-- Start of RECORD EXCERPTS --
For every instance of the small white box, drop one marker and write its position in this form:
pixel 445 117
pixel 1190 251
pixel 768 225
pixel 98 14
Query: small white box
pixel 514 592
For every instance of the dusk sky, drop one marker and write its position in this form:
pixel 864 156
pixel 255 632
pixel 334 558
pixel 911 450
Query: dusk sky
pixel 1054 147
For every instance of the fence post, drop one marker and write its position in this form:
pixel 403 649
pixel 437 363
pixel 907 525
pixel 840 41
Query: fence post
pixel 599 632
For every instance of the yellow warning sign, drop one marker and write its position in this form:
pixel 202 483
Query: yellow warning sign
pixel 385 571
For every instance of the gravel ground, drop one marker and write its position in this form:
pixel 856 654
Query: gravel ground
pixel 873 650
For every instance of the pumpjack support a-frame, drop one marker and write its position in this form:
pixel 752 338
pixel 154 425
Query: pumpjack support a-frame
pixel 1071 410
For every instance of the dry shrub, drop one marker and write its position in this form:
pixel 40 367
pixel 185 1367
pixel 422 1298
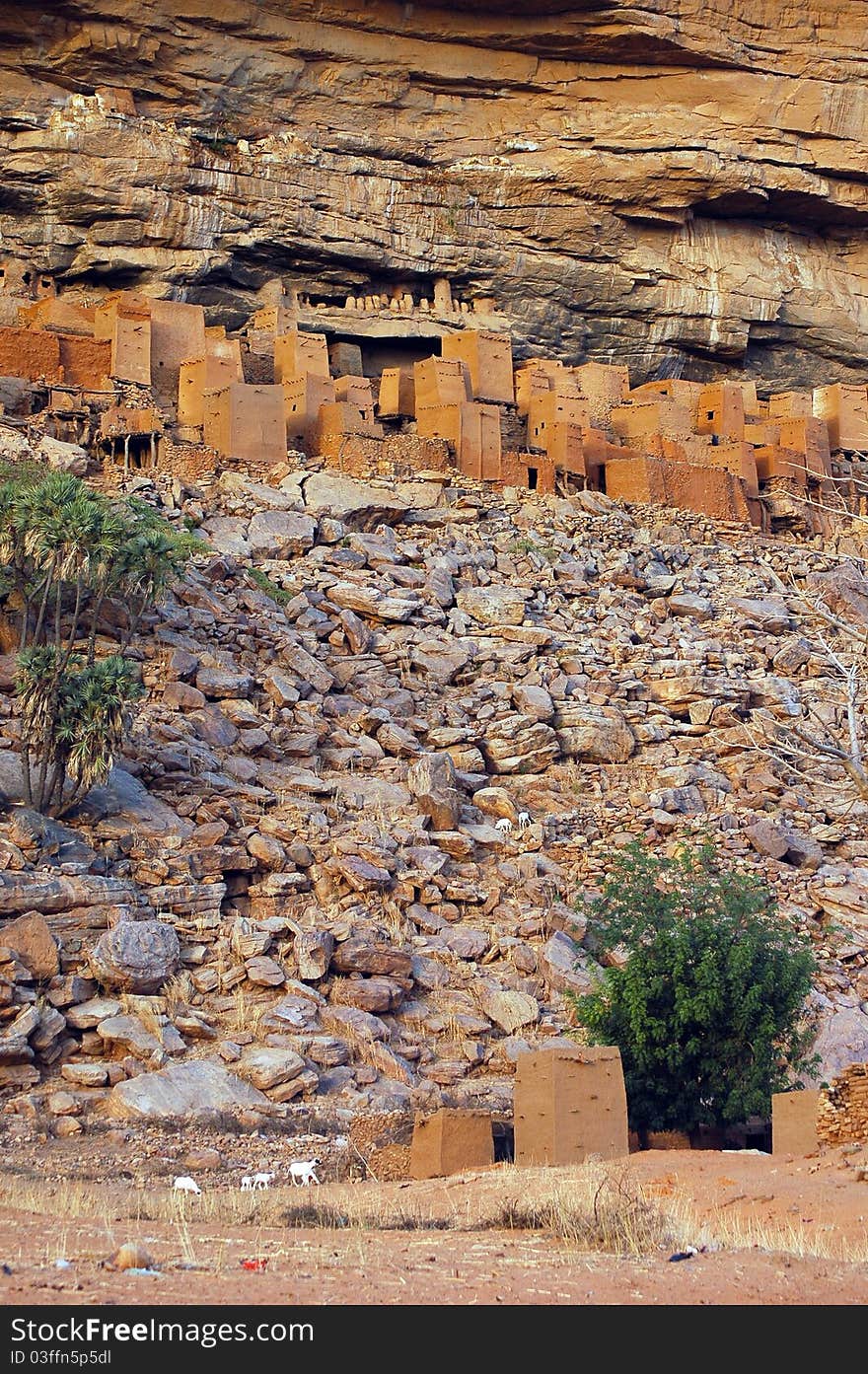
-- End of RECORD EXCERPTS --
OBJECTIVE:
Extract every line of the entries above that contains the word "fence". Matching is case-sensitive.

WORKED SOLUTION:
For every instance of the fence post, drop one marker and write its position in this form:
Query: fence post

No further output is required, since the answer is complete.